Post by larry cottrill » Thu Jun 26, 2008 12:07 pm

The long pencil is not massless and is not perfectly rigid. Your hand motion at one end of the pencil will be communicated as a wave from one end of the pencil to the other. The speed of the wave will be determined by the mass per unit length of the pencil and its elastic properties, which will approximate the properties of plain wood. I would guess that the wave travel would approximate the speed of sound in wood. At any rate, it would certainly not come even remotely close to light speed.

The same flaw applies to the long scissors. The crossing point moving back and forth as they are opened and closed certainly constitutes information transfer. However, the problem is, again, that very long scissors are not truly rigid objects. When you attempt to "close" the scissors by pressing the handles toward one another, this initiates a wave in each of the two sections that works to bring them together. The wave, however, can only travel down the scissors at a speed constrained by the mass per unit length and the elasticity of whatever steel the device is made from. The actual point of closure will only travel down the length of the blades at approximately this wave speed. Again, I suspect that this speed approximates the speed of sound in the steel, at whatever temperature you have at a given point along the length.

#### [Given data]
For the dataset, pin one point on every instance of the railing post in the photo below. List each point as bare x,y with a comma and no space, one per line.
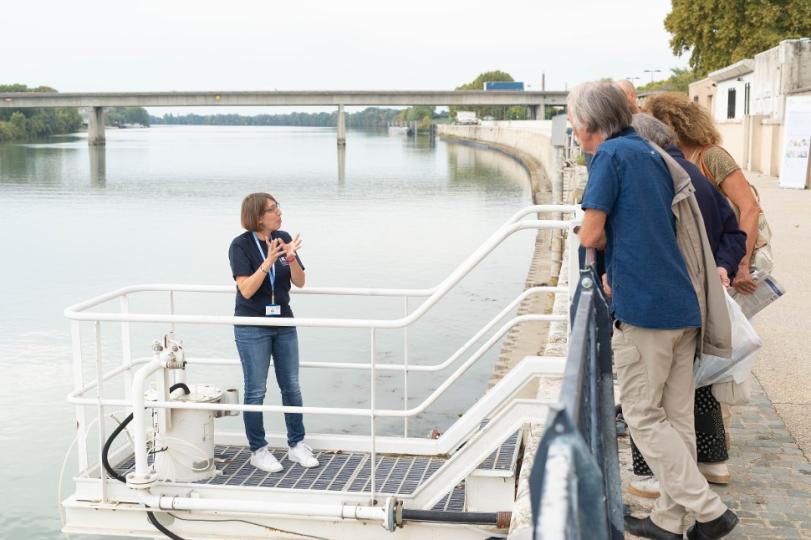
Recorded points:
100,408
126,347
172,307
78,383
373,456
405,367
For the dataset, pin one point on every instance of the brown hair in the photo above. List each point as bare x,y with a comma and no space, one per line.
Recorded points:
692,124
253,207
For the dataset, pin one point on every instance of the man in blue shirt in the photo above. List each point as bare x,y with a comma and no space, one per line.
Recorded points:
628,212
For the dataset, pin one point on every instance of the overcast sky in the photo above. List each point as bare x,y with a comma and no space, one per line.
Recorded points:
264,45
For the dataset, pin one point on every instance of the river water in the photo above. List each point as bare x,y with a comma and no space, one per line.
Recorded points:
161,205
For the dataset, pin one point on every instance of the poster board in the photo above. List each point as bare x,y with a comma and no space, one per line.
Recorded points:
796,142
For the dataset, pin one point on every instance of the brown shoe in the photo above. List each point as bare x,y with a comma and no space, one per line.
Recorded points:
646,528
717,528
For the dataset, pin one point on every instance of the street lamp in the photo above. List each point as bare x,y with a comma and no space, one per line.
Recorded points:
652,71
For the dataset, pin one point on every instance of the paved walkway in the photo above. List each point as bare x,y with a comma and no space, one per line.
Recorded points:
771,437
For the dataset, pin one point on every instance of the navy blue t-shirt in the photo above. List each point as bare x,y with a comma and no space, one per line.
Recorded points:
650,285
245,260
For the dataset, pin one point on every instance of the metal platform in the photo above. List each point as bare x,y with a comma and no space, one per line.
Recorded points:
348,471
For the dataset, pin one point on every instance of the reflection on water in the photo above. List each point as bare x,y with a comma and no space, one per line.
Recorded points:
98,166
162,205
341,165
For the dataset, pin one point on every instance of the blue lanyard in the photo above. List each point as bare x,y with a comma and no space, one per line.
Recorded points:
272,272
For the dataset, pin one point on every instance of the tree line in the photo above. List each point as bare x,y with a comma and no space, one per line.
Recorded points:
30,124
371,117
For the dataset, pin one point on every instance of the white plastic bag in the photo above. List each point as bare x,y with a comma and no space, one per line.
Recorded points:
710,369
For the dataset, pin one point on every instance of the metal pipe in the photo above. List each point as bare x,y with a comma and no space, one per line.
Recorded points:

#### [Task directions]
Reproduce the part of the post about long pencils and scissors that starts with "Post by larry" and goes on through "to light speed.". The material isn't needed for this.

#### [Solution below]
Post by larry cottrill » Thu Jun 26, 2008 12:07 pm

The long pencil is not massless and is not perfectly rigid. Your hand motion at one end of the pencil will be communicated as a wave from one end of the pencil to the other. The speed of the wave will be determined by the mass per unit length of the pencil and its elastic properties, which will approximate the properties of plain wood. I would guess that the wave travel would approximate the speed of sound in wood. At any rate, it would certainly not come even remotely close to light speed.